▸ **Reading passage**
= = = = =
F.M.B.A. LOCAL #60 DOVER NEW JERSEY
Forty-three years after the appointment of the first paid driver, the Dover Local #60 was activated on July 16, 1951, under President Chester J. Strzelch and Secretary George W. Steele of the New Jersey FMBA (Fireman's Mutual Benevolent Association). This was a landmark in a long and colorful history within the Dover Fire Department, which was organized with four companies on February 12, 1874. The Dover Emergency Squad was organized as the first in the area, in June 1933. The very first driver, Jake Nichols by name, was hired to care for, and drive a team of horses, affectionately known throughout the area as “Mae and Blossom”. The firefighters of that day, as well as the public had as much pride in this team, as the present day firefighters have in their motorized equipment.
A new era dawned in 1913 with the arrival of the first motorized apparatus to gradually replace the horses. A White (mfg) hose and chemical truck, so named because of its soda and acid tanks and a hard rubber hook and ladder built by Mack Manufacturing were purchased by the town. The horses were phased out by 1922, and Jake the first driver reluctantly gave up the reins and began driving the motorized rigs along with Charles Ripley who had been appointed to master them after their purchase and remained until leaving to join the Police Dept. and became a national hero in the capture of one of America’s most wanted.
= = = = =
▸ **Set problem**
Please update the Dover fire history, starting with "F.M.B.A. LOCAL #60" and going on through "their motorized equipment.", so that "Rescue Squad" stands in place of "Emergency Squad".

▸ **Dataset extract**
= = = = =
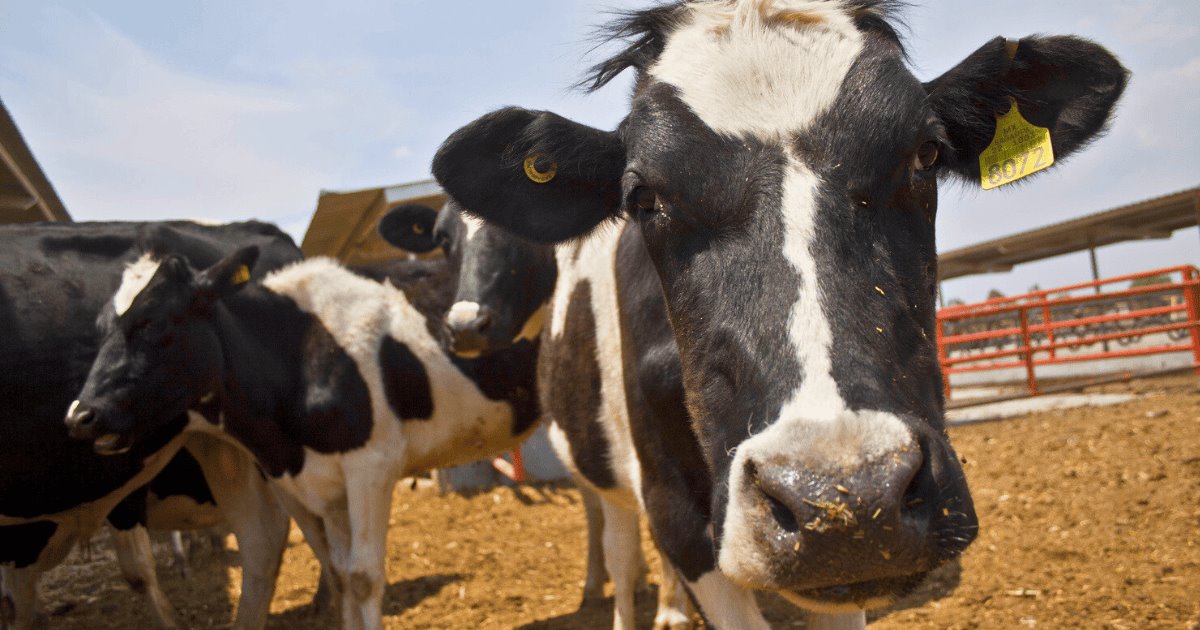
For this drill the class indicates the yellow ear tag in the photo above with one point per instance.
(539, 177)
(240, 276)
(1018, 150)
= = = = =
▸ **Written solution**
F.M.B.A. LOCAL #60 DOVER NEW JERSEY
Forty-three years after the appointment of the first paid driver, the Dover Local #60 was activated on July 16, 1951, under President Chester J. Strzelch and Secretary George W. Steele of the New Jersey FMBA (Fireman's Mutual Benevolent Association). This was a landmark in a long and colorful history within the Dover Fire Department, which was organized with four companies on February 12, 1874. The Dover Rescue Squad was organized as the first in the area, in June 1933. The very first driver, Jake Nichols by name, was hired to care for, and drive a team of horses, affectionately known throughout the area as “Mae and Blossom”. The firefighters of that day, as well as the public had as much pride in this team, as the present day firefighters have in their motorized equipment.